* [Task item]:
Please explain, in one to three sentences, why the passage on war memoirs says the images and words of combat continued to shape the writers' post-war outlook.

* [Text for analysis]:
The demographic shape of the blood-soaked edge of opposing forces is males between age 18 and 25, with a relatively slight number of 17 year olds joining up, and relatively smaller proportion of those above the age of 35. So if most of the published accounts of events and experiences come from this biggest demographic segment, then the images and words will have stuck during a formative or impressionable point of one's life and continued to shape post-war outlook and approach to problem solving. Of course, the ratio of those facing direct risk of life in combat to those who make possible the operation of uniformed military services on air, land, and sea is another kind of pyramid; not a demographic one, but a similar disproportion: every fighting man was dependent on perhaps 25 or 50 or 100 others who produced, organized, and distributed logistical needs both physical and informational. Caring for those harmed, and repairing what is ruined in the clashes, as well as the thousands of record-keepers also were instrumental to putting a pilot in the air, a sailor on a ship, or a soldier on the march. So, if the memoir writers mainly come from those people directly affected by combat, then the 840 books on these shelves is a testament to the will of those motivated and capable of putting these matters in ink. But for every title that is on the shelf and available for circulation among library card holders in 2018, more than 70 years since armed conflict ended, there must have been so many others that have not been published. And for every veteran of these wars and all others, too, many more finally reached a point in their lives and with the passage of time to be able to tell family or friends of some events and experiences that haunted them forever and ever since they occurred. But even more, perhaps, never did feel able to articulate those things that have stuck with them to the end.
The seven-part documentary series of 2007 by Ken Burns & Lynn Novick,
The War, uses four U.S. cities as intersecting lenses to tell the stories at home and in the field: Sacramento, CA; Waterbury, CT; Luverne, MN; and Mobile, AL. Condensing the global conflict into personal stories is a huge undertaking that reduces "too much information" into terms that an uninformed viewer, several generations removed from the war years, can understand or at least glimpse a little of. But looking at the 840 titles here on the shelves, patiently waiting for new readers to discover the stories told, it seems that there is much more to understand than what documentary film is capable of expressing.

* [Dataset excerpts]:
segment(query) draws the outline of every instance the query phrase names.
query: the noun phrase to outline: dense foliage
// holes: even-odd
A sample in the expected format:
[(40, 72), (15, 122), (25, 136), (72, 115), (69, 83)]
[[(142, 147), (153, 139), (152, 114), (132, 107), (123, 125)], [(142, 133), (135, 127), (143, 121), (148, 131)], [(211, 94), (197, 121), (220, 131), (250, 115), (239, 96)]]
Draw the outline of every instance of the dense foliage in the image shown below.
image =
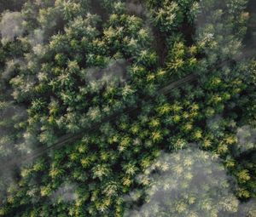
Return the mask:
[(251, 4), (0, 1), (0, 216), (255, 216)]

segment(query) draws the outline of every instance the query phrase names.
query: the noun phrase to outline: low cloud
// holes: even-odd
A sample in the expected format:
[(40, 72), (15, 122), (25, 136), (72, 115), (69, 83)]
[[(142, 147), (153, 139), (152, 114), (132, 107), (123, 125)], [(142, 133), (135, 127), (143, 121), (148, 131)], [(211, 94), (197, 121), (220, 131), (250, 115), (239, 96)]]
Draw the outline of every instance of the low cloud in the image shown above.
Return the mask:
[(0, 23), (2, 43), (11, 42), (15, 37), (22, 36), (25, 29), (22, 26), (23, 17), (20, 12), (5, 12)]
[(163, 153), (137, 180), (146, 186), (146, 201), (140, 207), (134, 205), (143, 195), (141, 190), (126, 197), (131, 205), (127, 217), (250, 216), (247, 214), (255, 204), (241, 203), (232, 192), (236, 182), (220, 158), (196, 148)]

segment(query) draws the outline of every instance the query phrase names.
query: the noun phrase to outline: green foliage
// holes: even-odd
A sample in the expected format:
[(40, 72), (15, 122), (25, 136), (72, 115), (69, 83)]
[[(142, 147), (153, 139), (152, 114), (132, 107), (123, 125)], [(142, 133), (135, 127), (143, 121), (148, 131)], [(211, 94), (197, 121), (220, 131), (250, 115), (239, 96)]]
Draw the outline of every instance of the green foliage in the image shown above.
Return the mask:
[[(42, 0), (3, 12), (22, 31), (5, 26), (0, 43), (1, 163), (19, 163), (1, 168), (0, 216), (125, 216), (150, 201), (154, 165), (171, 171), (160, 186), (183, 191), (164, 193), (169, 211), (153, 216), (253, 214), (239, 201), (256, 185), (247, 3), (145, 0), (135, 15), (125, 1)], [(172, 161), (156, 163), (163, 151)], [(29, 153), (41, 157), (20, 163)]]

* [Solved exercise]:
Most published accounts come from the largest group at the front, men aged 18 to 25. For them, the images and words stuck during a formative or impressionable point of life, so they went on to shape their post-war outlook and approach to problem solving.